**WORK ITEM**
Decide whether each claim below agrees with the Recovery Month text: (a) The Charleston Center treated more than 3,000 people between Sept. 1, 2015 and Sept. 1, 2016. (b) National Addiction Professionals Day is held in October. (c) Jonathan Apgar is the director of the Charleston Center. Answer yes or no for each and quote the words from the text that settle it.

“Recovery is not often viewed by many in society as the disease that it is. As a result, many people suffering from the symptoms of substance use issues often have to deal with perceptions that root cause of their problems are their moral failures. Recovery month is about recognizing their efforts as they navigate their journey toward a substance free life,” said Jonathan Apgar, the Clinical Services Program Manager of the Charleston Center.
Mental and/or substance use disorders is present in our community and it’s imperative that individuals in Charleston County understand how to seek help. The Charleston Center has treated an estimated more than 3,000 people with mental health or substance abuse issues between Sept. 1, 2015 and Sept. 1, 2016.
“The vast majority of people suffering from substance use diagnoses do not engage in treatment. Oftentimes, it’s by choice, but is also may be about a lack of knowledge regarding the treatment programs available. In addition, it’s not only the substance using individuals who may require some support; it’s their families and friends as well. Recovery Month is about making sure those in our community know what’s available for them and that there is help,” said Apgar.
According to the Association for Addiction Professionals (NAADAC), National Addiction Professionals Day is also held in September as a part of Recovery Month, a time when people throughout the nation are celebrating their success in overcoming addiction. The day is meant to recognize the important work that tens of thousands of addiction counselors perform in addiction prevention, intervention and treatment. Without the important work of addiction services professionals, the goal of addiction recovery cannot be accomplished.
The Charleston Center, Charleston County’s Department of Alcohol and Other Drug Abuse Services, would like to take the opportunity to remind citizens that it provides substance abuse prevention, intervention, education and treatment services. Charleston Center’s mission is to help the citizens of Charleston County live productive lives, free from the impact of alcohol, other drugs, and addictive behaviors.

**EXTRACTED MATERIAL**

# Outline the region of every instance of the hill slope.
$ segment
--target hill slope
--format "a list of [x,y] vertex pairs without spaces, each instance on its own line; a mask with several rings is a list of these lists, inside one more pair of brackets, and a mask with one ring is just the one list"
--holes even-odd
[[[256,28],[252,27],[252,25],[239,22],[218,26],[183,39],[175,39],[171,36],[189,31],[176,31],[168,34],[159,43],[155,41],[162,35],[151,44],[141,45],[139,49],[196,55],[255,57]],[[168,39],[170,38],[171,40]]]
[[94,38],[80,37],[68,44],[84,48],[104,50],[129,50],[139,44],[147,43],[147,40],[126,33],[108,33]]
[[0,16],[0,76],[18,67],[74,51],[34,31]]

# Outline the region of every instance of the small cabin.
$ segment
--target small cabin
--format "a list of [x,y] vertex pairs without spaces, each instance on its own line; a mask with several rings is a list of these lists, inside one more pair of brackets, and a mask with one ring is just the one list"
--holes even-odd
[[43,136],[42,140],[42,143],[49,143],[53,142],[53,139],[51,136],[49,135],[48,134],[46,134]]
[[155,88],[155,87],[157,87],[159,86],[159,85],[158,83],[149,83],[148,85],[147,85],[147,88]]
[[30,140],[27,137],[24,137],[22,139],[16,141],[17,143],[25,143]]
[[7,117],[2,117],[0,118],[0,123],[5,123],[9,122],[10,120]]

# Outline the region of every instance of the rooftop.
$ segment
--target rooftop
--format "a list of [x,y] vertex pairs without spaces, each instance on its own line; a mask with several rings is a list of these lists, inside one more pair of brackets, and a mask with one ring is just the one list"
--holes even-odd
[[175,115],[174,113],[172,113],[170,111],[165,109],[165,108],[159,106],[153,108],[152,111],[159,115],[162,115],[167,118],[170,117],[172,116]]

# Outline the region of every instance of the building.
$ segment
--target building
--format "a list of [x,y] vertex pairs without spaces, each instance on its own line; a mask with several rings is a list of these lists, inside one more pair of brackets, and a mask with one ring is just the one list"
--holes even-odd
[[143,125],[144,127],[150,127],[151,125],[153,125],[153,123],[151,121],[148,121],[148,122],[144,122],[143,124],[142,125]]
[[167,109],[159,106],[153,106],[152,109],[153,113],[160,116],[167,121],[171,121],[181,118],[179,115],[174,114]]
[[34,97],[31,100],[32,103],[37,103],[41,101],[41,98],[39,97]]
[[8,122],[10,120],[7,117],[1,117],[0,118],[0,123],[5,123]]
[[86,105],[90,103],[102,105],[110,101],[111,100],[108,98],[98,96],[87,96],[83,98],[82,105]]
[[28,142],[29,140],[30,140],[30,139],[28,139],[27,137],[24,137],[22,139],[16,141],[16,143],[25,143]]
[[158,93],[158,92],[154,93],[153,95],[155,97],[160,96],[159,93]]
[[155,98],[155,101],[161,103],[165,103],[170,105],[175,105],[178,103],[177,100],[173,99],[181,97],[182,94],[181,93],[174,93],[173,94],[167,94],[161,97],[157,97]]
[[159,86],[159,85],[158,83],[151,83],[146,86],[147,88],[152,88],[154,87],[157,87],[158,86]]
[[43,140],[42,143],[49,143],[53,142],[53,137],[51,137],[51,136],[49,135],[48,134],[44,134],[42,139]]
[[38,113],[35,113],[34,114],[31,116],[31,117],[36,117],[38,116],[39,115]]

**RESPONSE AREA**
(a) Yes: "The Charleston Center has treated an estimated more than 3,000 people with mental health or substance abuse issues between Sept. 1, 2015 and Sept. 1, 2016."
(b) No: "National Addiction Professionals Day is also held in September as a part of Recovery Month"
(c) No: "Jonathan Apgar, the Clinical Services Program Manager of the Charleston Center"